### Task prompt
Edit all the records below by replacing "innermost point" with "central point" wherever it occurs, leaving everything else unchanged. Omit the pictures from your answer.

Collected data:
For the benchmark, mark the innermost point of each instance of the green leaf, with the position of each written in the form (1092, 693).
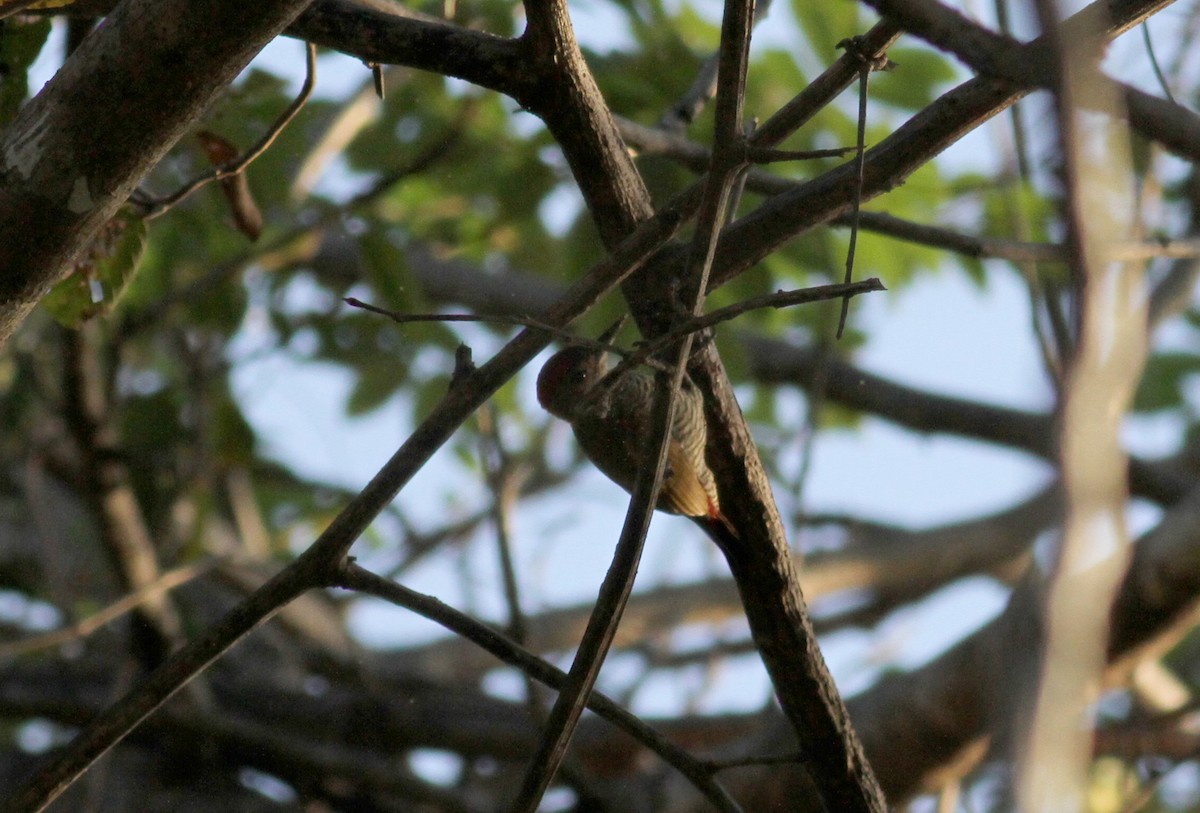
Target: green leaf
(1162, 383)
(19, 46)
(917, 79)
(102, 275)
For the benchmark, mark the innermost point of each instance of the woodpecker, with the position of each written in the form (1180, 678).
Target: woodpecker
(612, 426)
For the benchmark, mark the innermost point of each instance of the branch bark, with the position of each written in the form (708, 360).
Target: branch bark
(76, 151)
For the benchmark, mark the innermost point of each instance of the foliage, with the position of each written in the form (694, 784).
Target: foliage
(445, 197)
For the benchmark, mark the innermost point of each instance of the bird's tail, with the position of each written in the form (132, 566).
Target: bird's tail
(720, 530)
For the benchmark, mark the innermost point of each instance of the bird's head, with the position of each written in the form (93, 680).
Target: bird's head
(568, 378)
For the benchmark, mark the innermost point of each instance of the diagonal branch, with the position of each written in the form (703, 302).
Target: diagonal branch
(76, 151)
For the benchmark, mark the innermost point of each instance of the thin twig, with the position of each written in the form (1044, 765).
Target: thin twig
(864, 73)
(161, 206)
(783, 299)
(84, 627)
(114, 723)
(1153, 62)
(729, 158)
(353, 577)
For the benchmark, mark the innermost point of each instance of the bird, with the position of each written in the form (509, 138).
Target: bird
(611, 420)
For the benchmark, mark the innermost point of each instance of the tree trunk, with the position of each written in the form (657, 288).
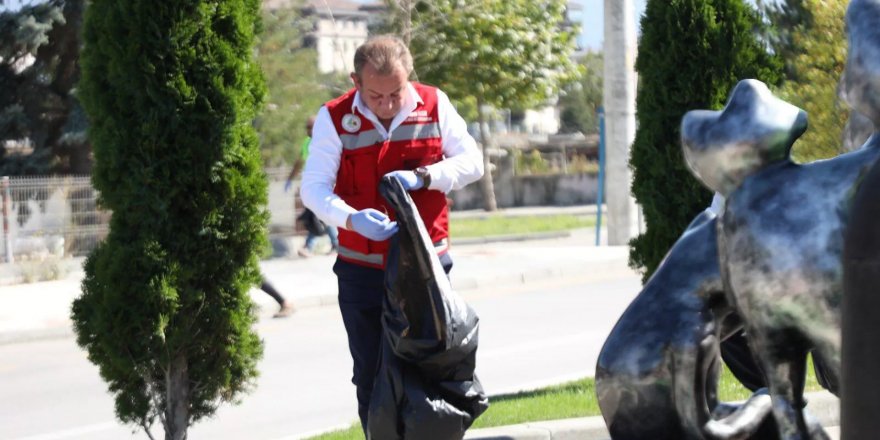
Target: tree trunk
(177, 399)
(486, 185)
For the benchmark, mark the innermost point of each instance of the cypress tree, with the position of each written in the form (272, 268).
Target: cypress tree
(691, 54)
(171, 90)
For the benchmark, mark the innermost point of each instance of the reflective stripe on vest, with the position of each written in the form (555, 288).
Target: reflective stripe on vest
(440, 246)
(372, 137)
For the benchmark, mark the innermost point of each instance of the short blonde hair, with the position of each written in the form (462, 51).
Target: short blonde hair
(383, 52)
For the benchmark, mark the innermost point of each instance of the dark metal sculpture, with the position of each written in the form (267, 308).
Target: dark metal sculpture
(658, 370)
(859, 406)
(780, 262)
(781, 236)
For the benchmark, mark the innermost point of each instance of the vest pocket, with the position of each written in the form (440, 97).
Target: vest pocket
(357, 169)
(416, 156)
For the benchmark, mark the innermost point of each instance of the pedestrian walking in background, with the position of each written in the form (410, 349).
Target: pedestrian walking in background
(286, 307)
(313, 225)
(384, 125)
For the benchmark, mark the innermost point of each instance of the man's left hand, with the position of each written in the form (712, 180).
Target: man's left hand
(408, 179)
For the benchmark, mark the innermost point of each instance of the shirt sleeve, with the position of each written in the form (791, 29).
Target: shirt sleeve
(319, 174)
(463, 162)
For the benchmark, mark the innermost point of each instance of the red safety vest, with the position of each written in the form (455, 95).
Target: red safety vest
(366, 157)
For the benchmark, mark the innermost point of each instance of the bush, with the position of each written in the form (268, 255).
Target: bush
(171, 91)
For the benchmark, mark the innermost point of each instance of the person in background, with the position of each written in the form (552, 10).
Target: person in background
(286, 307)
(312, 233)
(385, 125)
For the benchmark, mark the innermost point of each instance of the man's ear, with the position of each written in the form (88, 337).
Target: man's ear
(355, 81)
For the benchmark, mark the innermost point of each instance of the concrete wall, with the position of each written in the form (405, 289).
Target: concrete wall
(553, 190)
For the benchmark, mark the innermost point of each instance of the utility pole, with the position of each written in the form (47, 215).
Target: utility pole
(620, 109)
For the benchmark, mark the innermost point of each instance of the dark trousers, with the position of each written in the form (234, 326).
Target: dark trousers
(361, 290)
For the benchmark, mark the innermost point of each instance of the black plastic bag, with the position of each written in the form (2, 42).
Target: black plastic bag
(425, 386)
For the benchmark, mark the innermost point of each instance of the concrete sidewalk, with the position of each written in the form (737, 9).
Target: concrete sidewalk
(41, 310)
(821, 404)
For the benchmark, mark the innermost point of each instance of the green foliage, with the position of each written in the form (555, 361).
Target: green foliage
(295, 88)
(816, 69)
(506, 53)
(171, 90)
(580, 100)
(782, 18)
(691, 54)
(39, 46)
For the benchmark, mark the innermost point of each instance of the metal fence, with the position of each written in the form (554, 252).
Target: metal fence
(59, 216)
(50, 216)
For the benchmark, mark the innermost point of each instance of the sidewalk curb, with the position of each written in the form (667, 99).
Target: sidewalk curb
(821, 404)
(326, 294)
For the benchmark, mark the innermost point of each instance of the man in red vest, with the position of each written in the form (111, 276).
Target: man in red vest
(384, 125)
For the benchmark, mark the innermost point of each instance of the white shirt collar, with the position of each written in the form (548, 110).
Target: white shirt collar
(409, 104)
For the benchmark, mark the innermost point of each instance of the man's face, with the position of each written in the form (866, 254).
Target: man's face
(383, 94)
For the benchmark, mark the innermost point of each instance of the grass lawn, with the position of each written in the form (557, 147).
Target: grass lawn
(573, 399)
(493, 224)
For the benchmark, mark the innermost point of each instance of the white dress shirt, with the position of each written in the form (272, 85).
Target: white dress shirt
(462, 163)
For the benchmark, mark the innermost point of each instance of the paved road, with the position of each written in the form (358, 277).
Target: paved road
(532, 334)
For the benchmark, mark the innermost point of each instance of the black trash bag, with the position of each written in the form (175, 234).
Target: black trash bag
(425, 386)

### Complete response
For the benchmark, mark the central point of each instance of the green leaf, with the position of each written in the form (1092, 693).
Target: green leaf
(1162, 383)
(19, 46)
(917, 79)
(102, 275)
For the benchmark, mark the central point of each instance of the woodpecker, with the position of each written in the form (1180, 678).
Target: woodpecker
(612, 426)
For the benchmark, mark the central point of each instance of the branch bark, with the position of each written in the form (708, 360).
Target: branch bark
(76, 151)
For the benchmark, mark the central point of each instance of the foliage, with the position of each written in the form (694, 784).
Target: foliage
(445, 197)
For the benchmark, mark the central point of each instance of the bird's tail, with the position of each written in the form (132, 566).
Target: bird's tail
(720, 530)
For the benchmark, mark the central point of each instance of the bird's head, with the position of each written in the form (93, 680).
Target: bird's head
(568, 378)
For the benchmark, mark the central point of each instance of the diagonal branch, with the position of each written in the form (703, 302).
Target: diagonal branch
(76, 151)
For the benchmark, mark the central point of each instance of the thin twig, with the position of each written in the form (1044, 765).
Target: thin twig
(864, 73)
(161, 206)
(783, 299)
(84, 627)
(114, 723)
(1153, 62)
(729, 158)
(353, 577)
For the benchmark, mark the central point of each instance of the bird, with the position of each written in the form (509, 138).
Target: bird
(611, 420)
For the benchmark, mark the central point of each instance of the tree trunk, with the position of each written in the form (657, 288).
Target: tree trunk
(177, 399)
(486, 185)
For the benchmark, mark the central point of each instance of the cypress tree, with the position of each written in the form (272, 268).
Target: cypress tree
(691, 54)
(171, 90)
For the benchmark, mark the central point of each instance of the reflective stripe on vest, with the position of each written in the form (555, 288).
Target: reflective stripe on vest
(440, 246)
(372, 137)
For the benchmark, mark the central point of each instance of the short blonde hair, with the position of each written in the form (462, 51).
Target: short blonde hair
(383, 52)
For the benchmark, mark the central point of each instance of the dark metal sculpture, with the position of each written in the form (267, 308).
Target: dark metal sculpture
(658, 370)
(859, 406)
(780, 262)
(781, 236)
For the benchmark, mark the central point of each instance of the vest pocket, with the position of each written in the form (440, 97).
Target: vest pocket
(357, 169)
(416, 156)
For the benchmark, mark the central point of each instance of the pedestrian walking in background, with the position of each written in the form (410, 349).
Target: pedestrian walking in background
(286, 307)
(313, 225)
(384, 125)
For the benchmark, mark the central point of each instance of the man's left hand, with the position of each written in the form (712, 180).
Target: man's left hand
(408, 179)
For the benchmark, mark the central point of each instance of the shirt sleeve, with the position of each written in the form (791, 29).
Target: shirt sleeve
(319, 174)
(463, 162)
For the benchmark, mark the central point of each instance of the red safety vest, with the position of each written in the form (455, 95).
Target: red safety vest
(366, 157)
For the benchmark, mark the central point of each instance of the bush, with the position of each written in the form (268, 255).
Target: bush
(171, 91)
For the benchmark, mark the central point of each instance of the person in background, with the position of each written in the form (552, 10).
Target: person in background
(286, 307)
(312, 233)
(385, 125)
For the benchmark, mark the central point of each instance of the man's ear, with the position of each written in the form (88, 337).
Target: man's ear
(355, 81)
For the benchmark, mark the central point of each instance of the concrete wall, with the position of each written in the form (405, 289).
Target: concrete wall
(553, 190)
For the benchmark, mark the central point of each instance of the utility pole, with the position of each written in the form (47, 215).
Target: utility pole
(620, 109)
For the benchmark, mark the central point of each instance of the dark trousers, with the position of each written in the form (234, 326).
Target: dark trousers
(361, 290)
For the benchmark, mark the central point of each instance of the black plastic bag, with the position of each written in the form (2, 42).
Target: black plastic bag
(425, 386)
For the benchmark, mark the central point of each instance of the concrete sidewalk, with the position of each written in the form (737, 9).
Target: concrete sidewalk
(41, 310)
(821, 404)
For the benchmark, mark the central point of each instance of the green foliage, with the position of each written in the form (555, 361).
Target: green foliage
(295, 88)
(816, 69)
(506, 53)
(171, 90)
(580, 100)
(782, 18)
(691, 54)
(39, 46)
For the benchmark, mark the central point of each instance of the metal fence, with the position of each written in the form (554, 252).
Target: metal fence
(59, 216)
(50, 216)
For the benchmark, mark the central point of each instance of the sidewalk curb, with the position of each written in the form (667, 99).
Target: sidewalk curb
(821, 404)
(326, 294)
For the benchmark, mark the central point of each instance of the man in red vest, with the position of each written in the form (111, 276).
Target: man in red vest
(384, 125)
For the benchmark, mark the central point of each instance of the white shirt collar, with the position of each written in the form (548, 110).
Target: white shirt collar
(409, 104)
For the benchmark, mark the central point of each instance of the man's face, with the position of each written in the form (866, 254).
Target: man's face
(383, 94)
For the benchmark, mark the central point of each instance of the grass lawn, with the position of each written in the form (557, 147).
Target: grass lawn
(573, 399)
(493, 224)
For the benchmark, mark the central point of each instance of the white dress shirt, with the position of each written in the form (272, 85).
Target: white dress shirt
(462, 163)
For the benchmark, mark the central point of each instance of the paved road, with the position of each written in the form (358, 277).
Target: paved road
(532, 334)
For the benchmark, mark the central point of each instance of the black trash bag, with the position of each written in the form (175, 234).
Target: black trash bag
(425, 386)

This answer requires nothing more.